Records from a collection
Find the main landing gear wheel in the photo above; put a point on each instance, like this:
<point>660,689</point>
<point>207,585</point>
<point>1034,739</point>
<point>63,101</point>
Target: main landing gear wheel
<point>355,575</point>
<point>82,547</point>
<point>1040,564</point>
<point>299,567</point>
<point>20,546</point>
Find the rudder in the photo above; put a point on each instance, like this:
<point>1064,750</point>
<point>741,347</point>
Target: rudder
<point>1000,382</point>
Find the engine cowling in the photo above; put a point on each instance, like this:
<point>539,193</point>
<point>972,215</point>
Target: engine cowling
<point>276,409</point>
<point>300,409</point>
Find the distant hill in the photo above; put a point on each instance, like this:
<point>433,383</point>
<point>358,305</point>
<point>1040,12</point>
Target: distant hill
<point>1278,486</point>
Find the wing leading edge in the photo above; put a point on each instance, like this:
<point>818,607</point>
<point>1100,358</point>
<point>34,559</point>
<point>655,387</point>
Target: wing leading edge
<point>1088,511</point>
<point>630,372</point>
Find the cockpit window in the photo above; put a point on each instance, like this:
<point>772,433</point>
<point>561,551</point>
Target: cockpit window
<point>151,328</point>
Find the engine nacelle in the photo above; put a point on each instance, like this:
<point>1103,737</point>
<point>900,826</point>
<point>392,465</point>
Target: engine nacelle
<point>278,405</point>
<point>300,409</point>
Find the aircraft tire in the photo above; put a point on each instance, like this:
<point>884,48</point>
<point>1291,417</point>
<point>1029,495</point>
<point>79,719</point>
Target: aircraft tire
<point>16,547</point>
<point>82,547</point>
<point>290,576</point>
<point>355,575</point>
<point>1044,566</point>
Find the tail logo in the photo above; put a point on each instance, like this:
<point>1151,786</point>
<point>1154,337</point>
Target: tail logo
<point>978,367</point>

▶ [Description of the task]: Reproduce all the data word for word.

▶ [Completed task]:
Find the main landing gear wheel in the photo above; put a point on each instance, like this:
<point>660,689</point>
<point>207,585</point>
<point>1034,739</point>
<point>63,101</point>
Target: main landing gear wheel
<point>355,575</point>
<point>82,547</point>
<point>1040,564</point>
<point>299,567</point>
<point>20,546</point>
Find the rudder in the photo above; put a point on each instance, like this:
<point>1064,750</point>
<point>741,347</point>
Target: rudder
<point>1000,382</point>
Find the engine cowling in the photo above; put a point on each instance, like this:
<point>539,193</point>
<point>972,215</point>
Target: engine cowling
<point>276,409</point>
<point>300,409</point>
Find the distant hill in the photo above; put a point on each instance, like this:
<point>433,383</point>
<point>358,305</point>
<point>1040,12</point>
Target: distant hill
<point>1278,486</point>
Find the wing leading edge in the photo above; put a point on each instance, like this:
<point>818,607</point>
<point>1100,358</point>
<point>34,559</point>
<point>655,387</point>
Target: wing leading edge
<point>1088,511</point>
<point>630,372</point>
Find the cockpit window in the photo above; put a point on each instance, like this:
<point>772,433</point>
<point>561,551</point>
Target: cockpit window
<point>151,328</point>
Find the engine nacelle in the photo above; put a point on each instance, like this:
<point>1103,737</point>
<point>900,826</point>
<point>392,465</point>
Target: engine nacelle
<point>278,405</point>
<point>300,409</point>
Find the aircraft tire in the photo above; put a point on each instance, like this:
<point>884,48</point>
<point>1291,417</point>
<point>1029,495</point>
<point>79,719</point>
Target: aircraft tire
<point>16,547</point>
<point>82,547</point>
<point>290,576</point>
<point>355,575</point>
<point>1044,566</point>
Find the tail logo in the photo above; put a point on each instance, like this:
<point>1151,786</point>
<point>1154,337</point>
Target: tail logo
<point>978,367</point>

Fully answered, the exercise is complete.